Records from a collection
──────

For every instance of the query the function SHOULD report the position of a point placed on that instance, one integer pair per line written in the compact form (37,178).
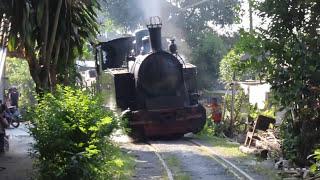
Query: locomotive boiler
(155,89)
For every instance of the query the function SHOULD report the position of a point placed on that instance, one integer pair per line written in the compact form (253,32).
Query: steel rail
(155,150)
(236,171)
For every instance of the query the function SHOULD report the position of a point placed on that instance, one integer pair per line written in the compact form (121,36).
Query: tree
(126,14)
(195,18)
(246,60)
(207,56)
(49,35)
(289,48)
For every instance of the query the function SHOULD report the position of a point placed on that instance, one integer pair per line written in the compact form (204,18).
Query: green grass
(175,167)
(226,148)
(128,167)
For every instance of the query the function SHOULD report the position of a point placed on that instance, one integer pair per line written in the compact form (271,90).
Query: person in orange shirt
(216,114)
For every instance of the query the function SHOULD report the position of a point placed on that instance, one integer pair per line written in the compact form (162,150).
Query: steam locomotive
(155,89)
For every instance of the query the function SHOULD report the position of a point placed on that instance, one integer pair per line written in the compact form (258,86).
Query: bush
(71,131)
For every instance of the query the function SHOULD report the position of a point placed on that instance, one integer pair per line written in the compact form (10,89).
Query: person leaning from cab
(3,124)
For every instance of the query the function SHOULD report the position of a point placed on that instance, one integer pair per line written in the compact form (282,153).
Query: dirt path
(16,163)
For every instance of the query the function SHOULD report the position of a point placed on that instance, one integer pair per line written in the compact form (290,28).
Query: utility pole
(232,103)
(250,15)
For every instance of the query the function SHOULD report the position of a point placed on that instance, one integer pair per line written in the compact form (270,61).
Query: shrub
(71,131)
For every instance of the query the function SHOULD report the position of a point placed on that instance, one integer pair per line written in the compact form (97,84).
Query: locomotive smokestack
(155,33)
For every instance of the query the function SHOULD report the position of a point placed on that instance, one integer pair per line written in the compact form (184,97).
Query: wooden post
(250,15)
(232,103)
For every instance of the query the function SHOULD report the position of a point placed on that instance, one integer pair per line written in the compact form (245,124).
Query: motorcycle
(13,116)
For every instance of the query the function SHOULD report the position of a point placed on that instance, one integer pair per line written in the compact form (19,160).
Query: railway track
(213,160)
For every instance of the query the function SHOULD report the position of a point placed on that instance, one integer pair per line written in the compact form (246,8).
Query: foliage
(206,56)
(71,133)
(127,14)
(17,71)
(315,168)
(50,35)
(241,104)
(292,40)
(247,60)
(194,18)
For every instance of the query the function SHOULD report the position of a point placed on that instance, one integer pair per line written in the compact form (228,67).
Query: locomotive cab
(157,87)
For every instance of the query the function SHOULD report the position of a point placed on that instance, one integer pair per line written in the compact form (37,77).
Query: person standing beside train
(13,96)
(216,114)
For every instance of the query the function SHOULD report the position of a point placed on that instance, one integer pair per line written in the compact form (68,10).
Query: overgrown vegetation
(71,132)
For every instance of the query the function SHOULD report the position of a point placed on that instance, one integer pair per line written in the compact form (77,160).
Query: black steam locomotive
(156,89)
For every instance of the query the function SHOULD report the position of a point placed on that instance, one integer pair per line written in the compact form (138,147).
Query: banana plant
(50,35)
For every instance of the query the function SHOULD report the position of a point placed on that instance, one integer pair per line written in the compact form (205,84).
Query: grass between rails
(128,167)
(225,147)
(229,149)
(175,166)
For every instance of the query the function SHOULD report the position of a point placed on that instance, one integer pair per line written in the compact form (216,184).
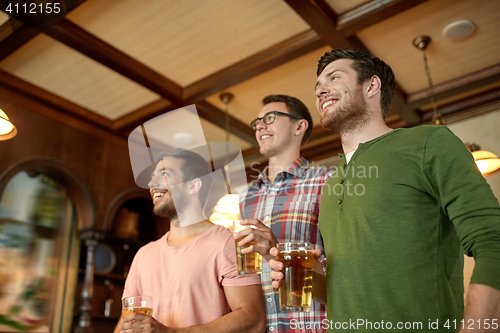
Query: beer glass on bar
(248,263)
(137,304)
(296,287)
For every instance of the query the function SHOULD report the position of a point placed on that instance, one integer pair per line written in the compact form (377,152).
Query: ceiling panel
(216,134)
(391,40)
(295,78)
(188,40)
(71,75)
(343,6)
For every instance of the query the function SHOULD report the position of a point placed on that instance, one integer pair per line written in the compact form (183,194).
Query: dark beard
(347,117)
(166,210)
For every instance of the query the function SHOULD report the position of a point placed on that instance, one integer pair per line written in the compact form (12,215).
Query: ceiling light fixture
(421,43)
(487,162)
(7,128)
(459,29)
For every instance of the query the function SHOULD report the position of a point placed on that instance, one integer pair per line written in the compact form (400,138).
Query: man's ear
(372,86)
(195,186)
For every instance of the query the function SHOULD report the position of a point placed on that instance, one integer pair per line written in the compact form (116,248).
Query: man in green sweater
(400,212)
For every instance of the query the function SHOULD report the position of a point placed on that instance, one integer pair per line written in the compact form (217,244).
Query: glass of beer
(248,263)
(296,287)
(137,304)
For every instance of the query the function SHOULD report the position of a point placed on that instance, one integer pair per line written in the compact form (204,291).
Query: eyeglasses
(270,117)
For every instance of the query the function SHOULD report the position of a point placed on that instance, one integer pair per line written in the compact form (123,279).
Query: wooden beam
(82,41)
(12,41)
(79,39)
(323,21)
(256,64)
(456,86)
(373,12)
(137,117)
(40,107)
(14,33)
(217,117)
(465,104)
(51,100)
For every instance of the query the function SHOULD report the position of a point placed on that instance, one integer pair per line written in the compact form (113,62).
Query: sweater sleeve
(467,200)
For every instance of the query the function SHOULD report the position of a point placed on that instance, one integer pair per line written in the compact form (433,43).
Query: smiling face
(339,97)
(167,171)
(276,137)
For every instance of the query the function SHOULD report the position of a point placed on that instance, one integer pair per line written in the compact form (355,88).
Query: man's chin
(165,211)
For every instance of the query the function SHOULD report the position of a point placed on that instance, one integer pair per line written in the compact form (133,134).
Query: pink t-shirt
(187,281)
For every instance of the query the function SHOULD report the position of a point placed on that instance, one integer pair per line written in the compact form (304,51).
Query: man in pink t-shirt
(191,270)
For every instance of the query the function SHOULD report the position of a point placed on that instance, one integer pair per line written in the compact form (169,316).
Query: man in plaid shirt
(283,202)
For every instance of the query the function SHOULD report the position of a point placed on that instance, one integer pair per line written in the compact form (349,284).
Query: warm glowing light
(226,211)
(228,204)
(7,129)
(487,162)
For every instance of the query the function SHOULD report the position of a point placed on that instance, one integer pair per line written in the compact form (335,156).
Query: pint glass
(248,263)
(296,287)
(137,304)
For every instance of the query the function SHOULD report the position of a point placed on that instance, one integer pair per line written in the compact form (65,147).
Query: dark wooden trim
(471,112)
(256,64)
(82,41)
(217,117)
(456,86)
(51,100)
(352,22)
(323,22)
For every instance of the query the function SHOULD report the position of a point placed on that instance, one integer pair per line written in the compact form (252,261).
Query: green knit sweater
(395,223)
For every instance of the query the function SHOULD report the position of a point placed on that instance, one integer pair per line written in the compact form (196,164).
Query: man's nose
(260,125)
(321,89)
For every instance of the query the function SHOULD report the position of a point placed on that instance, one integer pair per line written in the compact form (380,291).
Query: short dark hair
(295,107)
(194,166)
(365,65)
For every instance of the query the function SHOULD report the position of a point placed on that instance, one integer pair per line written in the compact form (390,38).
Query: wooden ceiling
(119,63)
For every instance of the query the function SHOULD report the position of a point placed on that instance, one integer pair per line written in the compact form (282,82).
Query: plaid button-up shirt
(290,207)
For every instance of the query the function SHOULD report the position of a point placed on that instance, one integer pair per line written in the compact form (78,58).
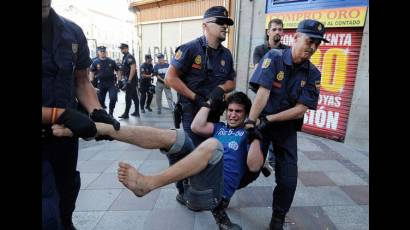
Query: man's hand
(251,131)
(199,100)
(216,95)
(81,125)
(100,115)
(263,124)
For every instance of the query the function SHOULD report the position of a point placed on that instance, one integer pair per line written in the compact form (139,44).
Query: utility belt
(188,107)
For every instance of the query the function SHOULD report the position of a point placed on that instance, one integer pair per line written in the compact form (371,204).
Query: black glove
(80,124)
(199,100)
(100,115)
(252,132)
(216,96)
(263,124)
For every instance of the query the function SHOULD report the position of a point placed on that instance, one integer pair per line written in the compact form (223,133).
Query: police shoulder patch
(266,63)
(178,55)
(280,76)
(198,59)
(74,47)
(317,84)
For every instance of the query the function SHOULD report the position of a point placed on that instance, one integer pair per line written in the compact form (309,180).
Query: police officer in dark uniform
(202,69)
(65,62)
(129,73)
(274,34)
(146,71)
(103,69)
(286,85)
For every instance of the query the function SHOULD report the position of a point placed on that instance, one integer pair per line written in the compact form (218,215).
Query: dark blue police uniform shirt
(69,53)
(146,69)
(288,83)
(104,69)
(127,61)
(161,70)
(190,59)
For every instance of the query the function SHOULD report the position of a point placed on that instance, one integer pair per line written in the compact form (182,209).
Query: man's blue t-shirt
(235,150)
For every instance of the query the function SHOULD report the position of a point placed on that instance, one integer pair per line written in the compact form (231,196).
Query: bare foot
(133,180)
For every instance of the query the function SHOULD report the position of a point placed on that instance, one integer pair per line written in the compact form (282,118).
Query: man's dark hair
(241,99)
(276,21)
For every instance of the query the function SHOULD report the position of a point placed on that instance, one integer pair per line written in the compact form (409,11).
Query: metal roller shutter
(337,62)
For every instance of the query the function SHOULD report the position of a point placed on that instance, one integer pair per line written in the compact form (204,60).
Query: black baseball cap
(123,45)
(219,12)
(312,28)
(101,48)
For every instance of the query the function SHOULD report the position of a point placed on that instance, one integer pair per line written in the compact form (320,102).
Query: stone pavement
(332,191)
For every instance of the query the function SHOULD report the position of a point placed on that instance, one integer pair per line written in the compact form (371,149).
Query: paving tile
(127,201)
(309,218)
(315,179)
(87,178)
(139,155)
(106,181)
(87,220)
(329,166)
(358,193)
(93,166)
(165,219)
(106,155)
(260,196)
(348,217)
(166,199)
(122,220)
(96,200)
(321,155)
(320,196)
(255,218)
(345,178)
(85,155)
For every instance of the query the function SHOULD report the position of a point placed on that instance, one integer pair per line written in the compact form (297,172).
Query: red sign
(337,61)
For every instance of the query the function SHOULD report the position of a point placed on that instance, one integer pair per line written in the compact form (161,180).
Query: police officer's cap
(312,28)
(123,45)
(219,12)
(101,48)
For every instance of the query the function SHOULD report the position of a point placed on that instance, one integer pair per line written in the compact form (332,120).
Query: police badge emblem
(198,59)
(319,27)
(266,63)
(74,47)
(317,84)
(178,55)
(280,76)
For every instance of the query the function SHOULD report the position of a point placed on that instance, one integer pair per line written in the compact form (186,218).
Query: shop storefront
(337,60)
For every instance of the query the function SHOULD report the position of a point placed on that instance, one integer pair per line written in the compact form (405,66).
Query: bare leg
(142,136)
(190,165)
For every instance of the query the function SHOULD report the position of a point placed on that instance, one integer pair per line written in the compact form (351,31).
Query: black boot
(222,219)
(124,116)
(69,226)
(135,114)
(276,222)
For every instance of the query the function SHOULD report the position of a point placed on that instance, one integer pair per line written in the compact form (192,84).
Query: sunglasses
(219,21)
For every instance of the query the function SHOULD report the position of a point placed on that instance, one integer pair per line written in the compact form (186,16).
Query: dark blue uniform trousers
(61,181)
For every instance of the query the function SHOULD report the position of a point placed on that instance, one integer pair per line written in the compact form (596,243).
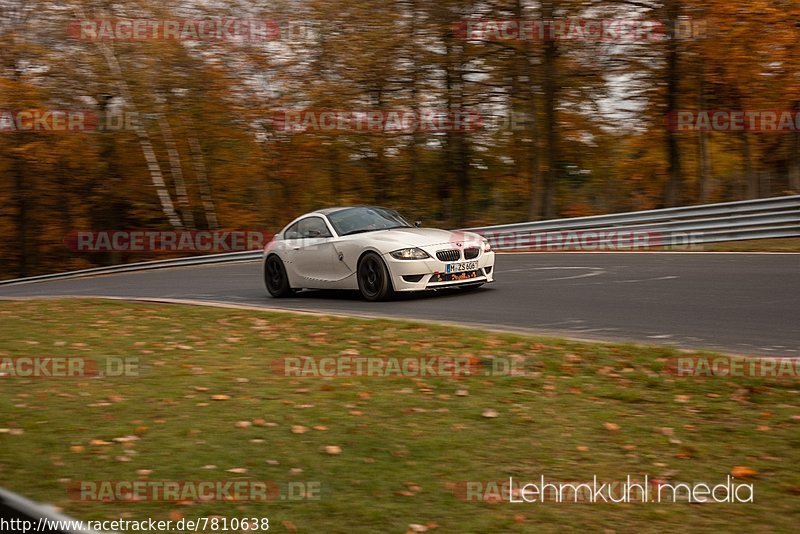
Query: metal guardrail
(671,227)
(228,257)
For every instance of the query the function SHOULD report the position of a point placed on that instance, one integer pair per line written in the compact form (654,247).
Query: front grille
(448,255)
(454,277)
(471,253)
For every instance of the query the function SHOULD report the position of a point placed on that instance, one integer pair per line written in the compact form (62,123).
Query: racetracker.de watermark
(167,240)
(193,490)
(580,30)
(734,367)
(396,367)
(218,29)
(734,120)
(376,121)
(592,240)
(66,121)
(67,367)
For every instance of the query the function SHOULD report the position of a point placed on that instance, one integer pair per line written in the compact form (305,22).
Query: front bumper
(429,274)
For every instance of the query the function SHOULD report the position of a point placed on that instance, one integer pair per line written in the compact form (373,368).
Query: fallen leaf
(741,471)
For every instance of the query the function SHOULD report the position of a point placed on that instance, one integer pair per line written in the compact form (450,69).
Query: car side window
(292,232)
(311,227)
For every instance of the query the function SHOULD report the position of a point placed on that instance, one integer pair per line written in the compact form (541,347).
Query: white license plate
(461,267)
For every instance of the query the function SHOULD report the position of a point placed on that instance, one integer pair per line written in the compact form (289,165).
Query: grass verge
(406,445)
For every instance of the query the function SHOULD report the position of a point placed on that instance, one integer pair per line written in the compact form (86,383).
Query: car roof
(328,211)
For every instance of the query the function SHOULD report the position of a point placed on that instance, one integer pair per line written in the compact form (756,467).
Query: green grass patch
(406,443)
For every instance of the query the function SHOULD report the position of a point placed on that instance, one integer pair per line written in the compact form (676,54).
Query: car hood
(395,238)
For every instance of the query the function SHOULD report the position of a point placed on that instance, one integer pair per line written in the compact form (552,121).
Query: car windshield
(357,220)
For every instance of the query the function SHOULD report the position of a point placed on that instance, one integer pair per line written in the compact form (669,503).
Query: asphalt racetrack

──────

- [PROBLEM DETAILS]
Set down, unchanged, only those lines above that fall between the line with "Query: black glove" and the line with "compact form (371,149).", the two end lines included.

- [RESULT]
Query: black glove
(80,124)
(199,100)
(100,115)
(252,132)
(216,96)
(263,124)
For every instance of the query the function SHOULD report the position of a point placed on that instance, one integer pair per line written in the compact form (223,133).
Query: police shoulder patch
(266,63)
(178,55)
(280,76)
(198,59)
(74,47)
(317,84)
For every instance of the query the function SHOULD report the position of a point placed on that instance, one integer pair per line written in the compact form (309,180).
Query: police officer in dark uniform
(202,69)
(65,62)
(129,73)
(274,34)
(146,71)
(103,69)
(286,85)
For every instance of the query the function SHOULD report the position of a point placed on that instance, one integer pair per line written in the compact form (218,215).
Query: dark blue police uniform shirt
(69,53)
(146,69)
(288,83)
(104,69)
(127,61)
(161,70)
(190,59)
For every instance of the query the function SHOULD report the position of a point placed on that instance, one integer pair per line written in the compact form (182,209).
Query: man's blue t-shirt
(235,150)
For every instance of the query the function SHOULD report the position of a point placed on that instance, one integer pair per line written in the compact form (231,196).
Query: bare foot
(133,180)
For every instance of the query the function SHOULD report the position of a point placed on that instance, one integer pair per line written in the compact form (282,118).
Query: man's dark hair
(241,99)
(276,21)
For every instance of the query the function SHOULD report the position of a point placed on that instance, one integer pair per line written in the compact form (409,11).
Query: metal roller shutter
(337,62)
For every instance of the query the function SHOULD report the position of a point placed on that instance, one integer pair per line written in the compact form (204,60).
Query: black baseball cap
(123,45)
(219,12)
(312,28)
(101,48)
For every instance of the query the function SHOULD report the position of a point placed on that instance, one integer pair per line written in the compact form (320,102).
Query: stone pavement
(332,191)
For every instance of the query the function SHOULD report the position of a point placed on that instance, one integer pair per line written in the compact form (371,149).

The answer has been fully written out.